#### EXERCISE TASK
Format the lines below as a Markdown table with the columns "No." and "Line", numbering each row and omitting any blank lines. Begin with the line that contains "Task: indicate the rear" and stop after the line that contains "x=411, y=55".

#### Records from a data source
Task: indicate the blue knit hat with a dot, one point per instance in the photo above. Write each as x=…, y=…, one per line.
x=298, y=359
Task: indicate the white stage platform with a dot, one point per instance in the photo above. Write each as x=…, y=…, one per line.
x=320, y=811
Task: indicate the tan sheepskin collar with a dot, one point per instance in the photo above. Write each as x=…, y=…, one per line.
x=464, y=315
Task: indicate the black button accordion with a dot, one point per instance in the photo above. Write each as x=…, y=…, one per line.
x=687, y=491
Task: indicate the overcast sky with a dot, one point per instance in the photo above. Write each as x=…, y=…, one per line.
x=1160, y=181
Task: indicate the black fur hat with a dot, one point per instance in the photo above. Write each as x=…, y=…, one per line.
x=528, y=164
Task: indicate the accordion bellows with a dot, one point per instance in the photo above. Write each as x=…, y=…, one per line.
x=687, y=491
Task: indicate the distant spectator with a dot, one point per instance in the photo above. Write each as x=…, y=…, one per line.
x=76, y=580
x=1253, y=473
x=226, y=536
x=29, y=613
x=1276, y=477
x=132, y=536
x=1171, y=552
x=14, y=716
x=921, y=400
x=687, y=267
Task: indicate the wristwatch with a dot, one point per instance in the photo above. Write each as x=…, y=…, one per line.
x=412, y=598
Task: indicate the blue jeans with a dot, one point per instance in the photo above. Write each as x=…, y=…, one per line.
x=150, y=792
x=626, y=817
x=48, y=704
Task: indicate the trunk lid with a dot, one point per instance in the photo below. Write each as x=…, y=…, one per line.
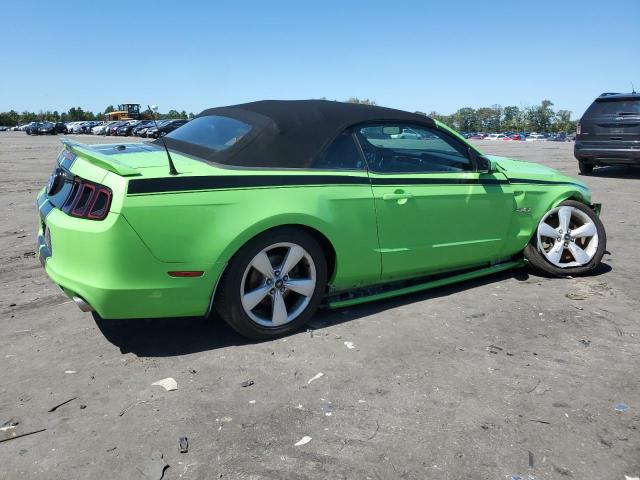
x=611, y=120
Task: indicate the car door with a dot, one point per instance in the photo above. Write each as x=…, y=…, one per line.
x=435, y=210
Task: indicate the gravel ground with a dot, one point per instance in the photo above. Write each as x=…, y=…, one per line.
x=513, y=374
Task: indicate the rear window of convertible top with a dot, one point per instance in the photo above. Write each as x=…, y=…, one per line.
x=211, y=132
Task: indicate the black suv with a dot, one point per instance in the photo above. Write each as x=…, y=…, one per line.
x=609, y=132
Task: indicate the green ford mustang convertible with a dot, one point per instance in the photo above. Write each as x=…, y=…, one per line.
x=264, y=211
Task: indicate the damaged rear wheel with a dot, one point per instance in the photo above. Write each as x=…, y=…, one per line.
x=570, y=240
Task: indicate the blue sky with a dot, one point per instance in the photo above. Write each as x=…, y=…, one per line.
x=411, y=55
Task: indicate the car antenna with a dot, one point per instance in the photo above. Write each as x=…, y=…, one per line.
x=172, y=167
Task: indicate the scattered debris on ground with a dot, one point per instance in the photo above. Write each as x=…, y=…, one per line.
x=154, y=466
x=184, y=444
x=315, y=377
x=53, y=409
x=303, y=441
x=14, y=437
x=169, y=384
x=621, y=407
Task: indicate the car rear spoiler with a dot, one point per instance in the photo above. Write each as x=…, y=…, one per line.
x=99, y=159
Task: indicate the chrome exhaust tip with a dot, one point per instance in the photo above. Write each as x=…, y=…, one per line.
x=82, y=304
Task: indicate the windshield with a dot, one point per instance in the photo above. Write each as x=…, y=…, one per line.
x=211, y=132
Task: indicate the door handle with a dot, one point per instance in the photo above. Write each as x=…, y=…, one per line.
x=396, y=196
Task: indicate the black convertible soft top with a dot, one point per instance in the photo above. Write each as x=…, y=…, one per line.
x=290, y=133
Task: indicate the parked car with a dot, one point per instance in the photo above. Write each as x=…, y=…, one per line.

#### TASK SOLUTION
| No. | Line |
|---|---|
| 1 | Task: indicate the rear window of convertible top with a dot, one point per instance in the photo above. Write each as x=…, y=…, one per line. |
| 2 | x=211, y=132 |
| 3 | Task: indicate the black suv with a dot, one point per instance in the photo above. Write each as x=…, y=…, one per line. |
| 4 | x=609, y=132 |
| 5 | Task: indicate the green ford mustang convertible with a dot, one point per instance in the photo above. Write each as x=…, y=…, one per line. |
| 6 | x=264, y=211 |
| 7 | Task: indicate the damaged rear wheel with a dot, one point per instance in the photo above. Write each as x=…, y=…, one per line. |
| 8 | x=570, y=240 |
| 9 | Task: indicate the blue sky with a dot, one point per instance in the photo above. Write each as x=…, y=…, one per line. |
| 10 | x=411, y=55 |